_WHAT TO WORK ON_
Write the full listing out again, word for word, but omit the pictures.

━━━ AVAILABLE DATA ━━━

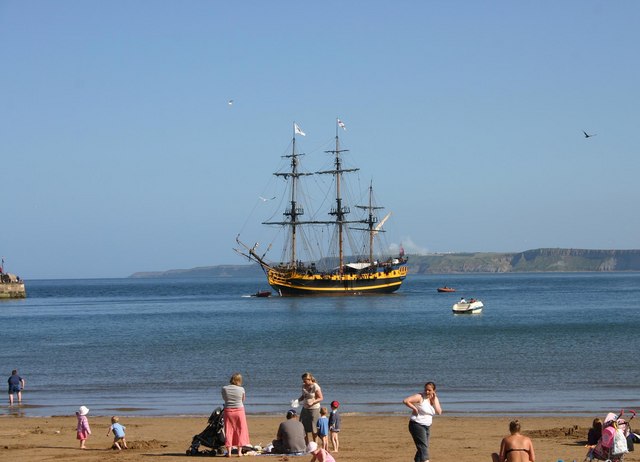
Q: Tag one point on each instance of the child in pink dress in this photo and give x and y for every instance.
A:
(319, 454)
(83, 430)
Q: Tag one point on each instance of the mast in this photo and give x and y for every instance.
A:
(339, 211)
(372, 228)
(294, 211)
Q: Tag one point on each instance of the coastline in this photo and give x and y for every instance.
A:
(370, 437)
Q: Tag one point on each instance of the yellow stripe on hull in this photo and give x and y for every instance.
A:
(293, 283)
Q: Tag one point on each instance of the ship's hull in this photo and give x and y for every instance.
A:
(291, 283)
(12, 290)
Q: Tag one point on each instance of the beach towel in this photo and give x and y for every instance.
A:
(620, 442)
(235, 427)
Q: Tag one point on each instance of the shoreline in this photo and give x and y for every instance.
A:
(370, 437)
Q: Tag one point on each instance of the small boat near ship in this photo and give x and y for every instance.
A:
(328, 269)
(472, 306)
(262, 293)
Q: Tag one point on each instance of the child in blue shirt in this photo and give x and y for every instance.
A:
(118, 434)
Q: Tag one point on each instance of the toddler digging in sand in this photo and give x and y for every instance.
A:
(118, 434)
(319, 454)
(83, 430)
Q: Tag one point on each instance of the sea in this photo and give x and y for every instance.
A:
(545, 344)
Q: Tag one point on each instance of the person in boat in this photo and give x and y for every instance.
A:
(515, 447)
(290, 436)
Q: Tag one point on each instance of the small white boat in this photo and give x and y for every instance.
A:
(473, 306)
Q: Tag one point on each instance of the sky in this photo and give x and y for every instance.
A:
(120, 153)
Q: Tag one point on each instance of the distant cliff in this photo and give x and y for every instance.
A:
(539, 260)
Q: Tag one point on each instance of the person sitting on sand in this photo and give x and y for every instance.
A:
(515, 447)
(291, 435)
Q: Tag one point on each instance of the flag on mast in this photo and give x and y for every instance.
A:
(297, 130)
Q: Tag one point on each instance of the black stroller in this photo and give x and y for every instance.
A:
(211, 437)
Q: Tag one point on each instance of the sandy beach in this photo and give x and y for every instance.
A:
(363, 438)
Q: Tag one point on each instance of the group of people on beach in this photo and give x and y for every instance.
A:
(298, 434)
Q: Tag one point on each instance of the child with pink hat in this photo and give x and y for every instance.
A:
(83, 431)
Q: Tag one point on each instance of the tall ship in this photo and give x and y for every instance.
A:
(11, 286)
(328, 252)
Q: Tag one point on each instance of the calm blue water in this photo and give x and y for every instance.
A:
(544, 343)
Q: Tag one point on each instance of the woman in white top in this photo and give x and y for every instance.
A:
(423, 406)
(311, 398)
(235, 421)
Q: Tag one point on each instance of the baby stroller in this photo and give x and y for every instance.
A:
(616, 440)
(211, 437)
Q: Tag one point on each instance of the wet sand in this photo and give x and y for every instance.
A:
(363, 438)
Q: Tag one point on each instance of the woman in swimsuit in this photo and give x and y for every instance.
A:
(515, 447)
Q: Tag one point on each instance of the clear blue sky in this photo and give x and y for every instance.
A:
(119, 152)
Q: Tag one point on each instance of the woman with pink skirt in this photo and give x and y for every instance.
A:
(235, 421)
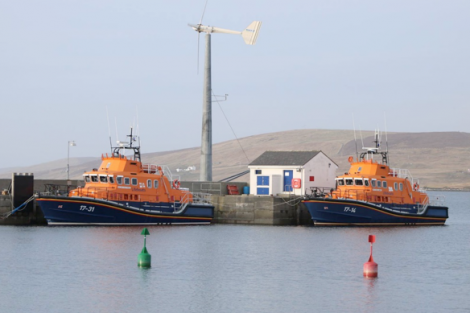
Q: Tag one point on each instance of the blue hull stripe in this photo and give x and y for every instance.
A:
(67, 211)
(347, 212)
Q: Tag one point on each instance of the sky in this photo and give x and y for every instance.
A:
(86, 69)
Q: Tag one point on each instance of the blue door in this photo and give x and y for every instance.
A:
(262, 181)
(288, 175)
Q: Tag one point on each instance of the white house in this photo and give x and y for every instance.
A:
(291, 172)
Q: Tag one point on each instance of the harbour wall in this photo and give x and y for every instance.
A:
(228, 209)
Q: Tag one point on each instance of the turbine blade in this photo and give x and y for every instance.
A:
(204, 11)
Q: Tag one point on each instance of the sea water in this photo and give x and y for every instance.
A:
(233, 268)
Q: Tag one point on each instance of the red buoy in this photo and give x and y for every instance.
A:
(370, 267)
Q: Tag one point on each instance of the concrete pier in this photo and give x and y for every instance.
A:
(260, 210)
(229, 209)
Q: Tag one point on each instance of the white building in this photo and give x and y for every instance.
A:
(291, 172)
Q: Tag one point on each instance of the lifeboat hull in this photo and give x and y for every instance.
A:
(338, 212)
(79, 211)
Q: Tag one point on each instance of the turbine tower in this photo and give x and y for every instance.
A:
(249, 34)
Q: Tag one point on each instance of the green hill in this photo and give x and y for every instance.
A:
(437, 159)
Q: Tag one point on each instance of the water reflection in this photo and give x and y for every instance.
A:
(227, 268)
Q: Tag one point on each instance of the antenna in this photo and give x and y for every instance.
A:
(386, 136)
(249, 35)
(355, 140)
(115, 123)
(109, 128)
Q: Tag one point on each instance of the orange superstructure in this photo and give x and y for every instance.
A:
(121, 178)
(373, 181)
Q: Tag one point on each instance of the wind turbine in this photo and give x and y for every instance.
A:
(249, 34)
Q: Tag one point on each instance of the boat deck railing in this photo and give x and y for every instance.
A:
(107, 194)
(437, 200)
(155, 169)
(362, 195)
(402, 173)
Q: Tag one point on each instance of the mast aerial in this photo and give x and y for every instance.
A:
(371, 151)
(124, 145)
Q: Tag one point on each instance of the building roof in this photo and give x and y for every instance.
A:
(296, 158)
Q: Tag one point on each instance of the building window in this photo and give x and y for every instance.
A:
(263, 180)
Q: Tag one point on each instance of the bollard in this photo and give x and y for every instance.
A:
(144, 258)
(370, 267)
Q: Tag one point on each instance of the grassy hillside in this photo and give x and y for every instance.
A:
(439, 160)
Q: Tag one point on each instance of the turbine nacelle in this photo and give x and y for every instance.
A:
(249, 34)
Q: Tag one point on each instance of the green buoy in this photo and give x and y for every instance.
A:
(144, 258)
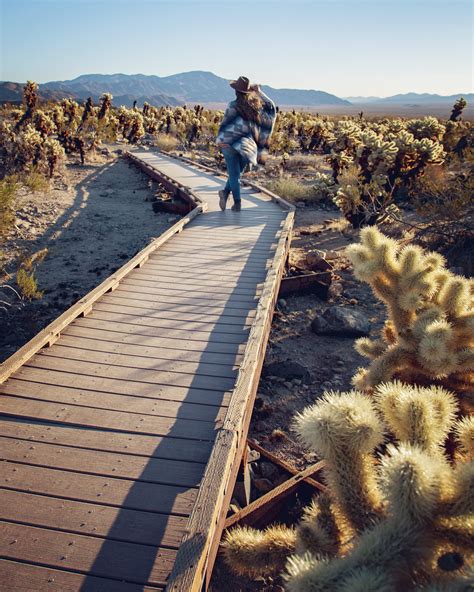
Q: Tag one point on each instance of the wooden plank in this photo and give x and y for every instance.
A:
(138, 468)
(215, 255)
(284, 465)
(103, 332)
(24, 577)
(112, 420)
(195, 560)
(141, 564)
(181, 295)
(122, 493)
(44, 336)
(253, 513)
(192, 285)
(134, 307)
(230, 263)
(188, 267)
(220, 342)
(99, 400)
(141, 308)
(96, 341)
(136, 362)
(124, 387)
(119, 524)
(90, 439)
(238, 281)
(182, 306)
(230, 333)
(164, 377)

━━━

_THE COMPLETED TASK_
Q: Tag one point on each instance of the child in pink dress in this photo and give x and y for every instance.
A:
(319, 454)
(83, 430)
Q: Tag one point on each instance of the mast in this photo and give x and y for every instance.
A:
(339, 211)
(372, 228)
(294, 211)
Q: Tag one point on each instance of the coastline in this photo and give x and y for every instance.
A:
(370, 437)
Q: Tag one point on each instance of the yellow stripe on hull in this photo and give x and y for every instance.
A:
(293, 283)
Q: Tag one point on each instance of the ship's hull in this photo and give x and y for every instance.
A:
(291, 283)
(12, 290)
Q: Tag one point on each instance of the beach towel in this photo and give x and y for every instance.
A:
(620, 442)
(235, 427)
Q: Tag one point on each instance of the shoreline in this photo and give x and y for every instance.
A:
(370, 437)
Q: Tag one point on each instance of the small boat near ship in this photo and give x and y for every instance.
A:
(328, 269)
(472, 306)
(262, 293)
Q: Tag one point on each instance of the child in blue shirt in this photo and give x and y for every instance.
A:
(118, 434)
Q: Tag one point on each instance of the toddler digging in sand in this photo and give x and y for every instance.
A:
(118, 434)
(319, 454)
(83, 430)
Q: Tag one point on each instance of the sea in this photo and give x and y for every instance.
A:
(545, 344)
Q: Tag one point on each instance of the person in boat in this photo and give x and y for every instance.
A:
(515, 447)
(290, 436)
Q: Tag one point on each instance of the small white boat in this photo and give x and y for every instance.
A:
(473, 306)
Q: Tag one point on each instance of the sky in this photo and give x and y for every instance.
A:
(120, 153)
Q: Tag one point on each instance of the distant cliff in this photo and give x and y for every instance.
A:
(539, 260)
Q: Tag one point on each instance of the person sitting on sand in this photo and give x and y for every instance.
A:
(515, 447)
(291, 435)
Q: Tag one point on each instance of the flag on mast in this photo and give x and y for every instance.
A:
(297, 130)
Q: Tag one point on each instance of the black stroller in this photo and give x and y for every instance.
A:
(211, 437)
Q: Tag one point on each instance of the sandy beach in this photo and give x and y for every instance.
A:
(363, 438)
Q: Tag one point on each instance of the group of people on beach in this photo and give x and y for every instance.
A:
(298, 434)
Q: Tag one point on each instance of the child with pink hat in this photo and give x and y for every instance.
A:
(83, 431)
Q: Tag one point on each instance of the tall ship in this photo and give x and y for every instance.
A:
(11, 286)
(328, 252)
Q: Tag one point on each instance of the calm blue water in this photo and give x and y for every instance.
A:
(544, 343)
Q: Tag one point on each instance of the woman in white top in this photo and give x and y for every instance.
A:
(423, 406)
(311, 398)
(235, 421)
Q: Tag one point on each instance of the baby stroller in this photo and give x and y for every instance.
A:
(616, 440)
(211, 437)
Q: Tag one point on each instance of the wet sand in this photo and give x and y for every instance.
A:
(363, 438)
Q: Tag one point on each instance of the woman in swimsuit in this photo and give x and y for every instance.
A:
(515, 447)
Q: Tag one point on each instance of the clear blue sky in this photo and give x and y for every instance.
A:
(119, 152)
Q: Tag one point on each instance of the woman with pink skirt in this photo and give x and y for every instance.
A:
(235, 421)
Q: Tag one point on each instance of the blue hull stripe in this photo and give x and y for every instance.
A:
(67, 211)
(347, 212)
Q: Tag one point on each instance of the sky in this photo and give x and y for every instance.
A:
(86, 69)
Q: Tag one point on each instance of the blue door in this photo and give x and y for every instance.
A:
(262, 181)
(288, 175)
Q: Tag one point on each instance of the white house in this photo and give x and y for every instance.
A:
(291, 172)
Q: Tag one point on each instance of the harbour wall in this photo and give x and y for every instance.
A:
(228, 209)
Q: Tag one point on each instance of the turbine blade in this photo and give x and y for every instance.
A:
(204, 11)
Q: Tag one point on each instance of the sea water in this photo and give x and y for every instance.
A:
(233, 268)
Q: Tag one point on each instance of the red buoy in this photo and give x and y for every instance.
A:
(370, 267)
Q: Tag one point on each instance of the concrete pier in this photo and give x and y for every instance.
A:
(260, 210)
(229, 209)
Q: Tag one point on each instance of the white building in this photo and give x and y for every instance.
A:
(291, 172)
Q: Tag one point on each instance of the lifeboat hull in this photo and give x and y for every instance.
A:
(338, 212)
(79, 211)
Q: Tag one point on each instance of the turbine tower in this photo and give x and y for every instance.
A:
(249, 34)
Q: Tag one point on each instance of the green hill in this photo and give x and y for every instance.
A:
(437, 159)
Q: Tag one point on each instance of the water reflection in this photo and give x and y for every instance.
A:
(227, 268)
Q: Tag one point on each instance of the antenna in this photo and give x and y for every instance.
A:
(386, 136)
(249, 35)
(355, 140)
(115, 123)
(109, 128)
Q: Tag one point on each instance of the orange superstructure in this photo and give x and y for every instance.
A:
(121, 178)
(373, 181)
Q: Tag one point on each instance of the wind turbine in this photo and give x and y for every instance.
A:
(249, 34)
Q: Tag one point on each instance of the boat deck railing in this photo and give x and y for every instance.
A:
(107, 194)
(437, 200)
(155, 169)
(362, 195)
(402, 173)
Q: Tag one point on each instance of the mast aerial in this photo and give x and y for every instance.
A:
(371, 151)
(124, 145)
Q: Tag one point on each instance of the building roof in this photo and give x and y for every instance.
A:
(296, 158)
Q: Tag one point on each instance of the building window in this photo and give x and y for every instance.
A:
(263, 180)
Q: Tag one point on each instance of the bollard in this photo and give x and y for every instance.
A:
(144, 258)
(370, 267)
Q: Tag one point on each instance of the grassy hillside in this photo and give x and y for every instance.
A:
(439, 160)
Q: Tag one point on each instance of the turbine nacelle in this photo and give x and y for every instance.
A:
(249, 34)
Q: Tag one point on each instance of the green buoy in this photo and give x and y for every instance.
A:
(144, 258)
Q: Tag one point on each instance of the wooden plank in this photo and give x and y for every instance.
A:
(138, 468)
(215, 255)
(284, 465)
(103, 332)
(24, 577)
(112, 420)
(195, 560)
(141, 564)
(181, 295)
(122, 493)
(44, 336)
(253, 513)
(192, 285)
(134, 307)
(230, 263)
(188, 267)
(220, 342)
(99, 400)
(141, 308)
(96, 341)
(136, 362)
(124, 387)
(119, 524)
(90, 439)
(238, 281)
(182, 306)
(230, 333)
(164, 377)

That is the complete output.